The veterinarians and toxicology experts at Pet Poison Helpline have released their top 10 list of household items that generated the most poison consultations for dogs and cats in 2013. The items below are presented in order of frequency, with number one being the item that caused the most emergency calls to Pet Poison Helpline.
The content for this year’s feline top 10 list did not change from last year. However, this is the first year canine joint supplements have cracked the list for dogs. “While, mostly, these have limited toxicity, rare reports of liver failure have occurred with massive overdose.”(DVM360) Grapes and raisins also won their own place on the canine top 10 list. Here are the top pet toxins of 2013:
Top 10 toxins for dogs
1) Chocolate: Dark equals dangerous! Bakers and dark chocolate are the most toxic, and milk chocolate can be dangerous if ingested in large amounts.
2) Xylitol: This sweetener found in sugarless chewing gum and candy, medications and nasal sprays causes a rapid drop in blood sugar and liver failure only in dogs (not cats).
3) NSAIDs: Ibuprofen, naproxen and so on, found in products such as Advil, Motrin and Aleve, are not easily metabolized by dogs; ingestions result in stomach ulcers and kidney failure.
4) Over-the-counter cough, cold and allergy medications: Those that contain acetaminophen or decongestants, such as pseudoephedrine or phenylephrine, are particularly toxic.
5) Rodenticides (mouse poison): These may cause internal bleeding (brodifacoum, bromadiolone and so on) or brain swelling (bromethalin), even in small amounts.
6) Grapes and raisins: These harmless human foods cause kidney damage in dogs.
7) Insect bait stations: These rarely cause poisoning in dogs—the bigger risk is bowel obstruction when dogs swallow the plastic casing.
8) Prescription ADD/ADHD medications: Amphetamines such as Adderall, Concerta, Dexedrine and Vyvanse can cause tremors, seizures, cardiac problems and death in pets.
9) Glucosamine joint supplements: Overdoses of tasty products such as Cosequin and Move Free typically only cause diarrhea; however, in rare cases, liver failure can develop.
10) Oxygen absorbers and silica gel packets: Iron-containing oxygen absorbers found in food packages like beef jerky or pet treats can cause iron poisoning. Silica gel packs, found in new shoes, purses or backpacks, is rarely a concern.
Top 10 toxins for cats
1) Lilies: Plants in the Lilium species, such as Easter, tiger, and Asiatic lilies, cause kidney failure in cats. All cat owners need to be made aware of these highly toxic plants, say Pet Poison Helpline experts.

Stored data
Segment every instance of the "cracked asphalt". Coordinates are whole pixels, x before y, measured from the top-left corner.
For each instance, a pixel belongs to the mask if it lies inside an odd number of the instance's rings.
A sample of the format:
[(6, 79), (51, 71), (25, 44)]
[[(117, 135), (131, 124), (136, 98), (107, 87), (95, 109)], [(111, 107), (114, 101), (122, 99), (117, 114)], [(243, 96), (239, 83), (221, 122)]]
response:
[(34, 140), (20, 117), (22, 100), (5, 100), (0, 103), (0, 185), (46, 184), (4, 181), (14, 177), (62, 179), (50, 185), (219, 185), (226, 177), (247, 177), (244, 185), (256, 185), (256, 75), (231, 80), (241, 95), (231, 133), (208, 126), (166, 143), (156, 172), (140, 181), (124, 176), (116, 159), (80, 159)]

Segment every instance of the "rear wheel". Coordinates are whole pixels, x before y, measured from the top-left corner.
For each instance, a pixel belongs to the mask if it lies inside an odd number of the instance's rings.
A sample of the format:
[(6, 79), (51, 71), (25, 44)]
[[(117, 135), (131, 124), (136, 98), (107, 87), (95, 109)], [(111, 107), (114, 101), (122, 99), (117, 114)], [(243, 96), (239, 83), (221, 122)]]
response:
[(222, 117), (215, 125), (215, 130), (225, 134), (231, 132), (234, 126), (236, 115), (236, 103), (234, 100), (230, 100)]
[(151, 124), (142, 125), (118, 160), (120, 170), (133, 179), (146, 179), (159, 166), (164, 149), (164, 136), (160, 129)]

- [WHAT THE TASK REQUIRES] Copy out the pet toxins article starting with "3) NSAIDs: Ibuprofen, naproxen" and going on through "and kidney failure.", and change "stomach ulcers" to "gastric ulcers".

- [ANSWER TO THE EXERCISE]
3) NSAIDs: Ibuprofen, naproxen and so on, found in products such as Advil, Motrin and Aleve, are not easily metabolized by dogs; ingestions result in gastric ulcers and kidney failure.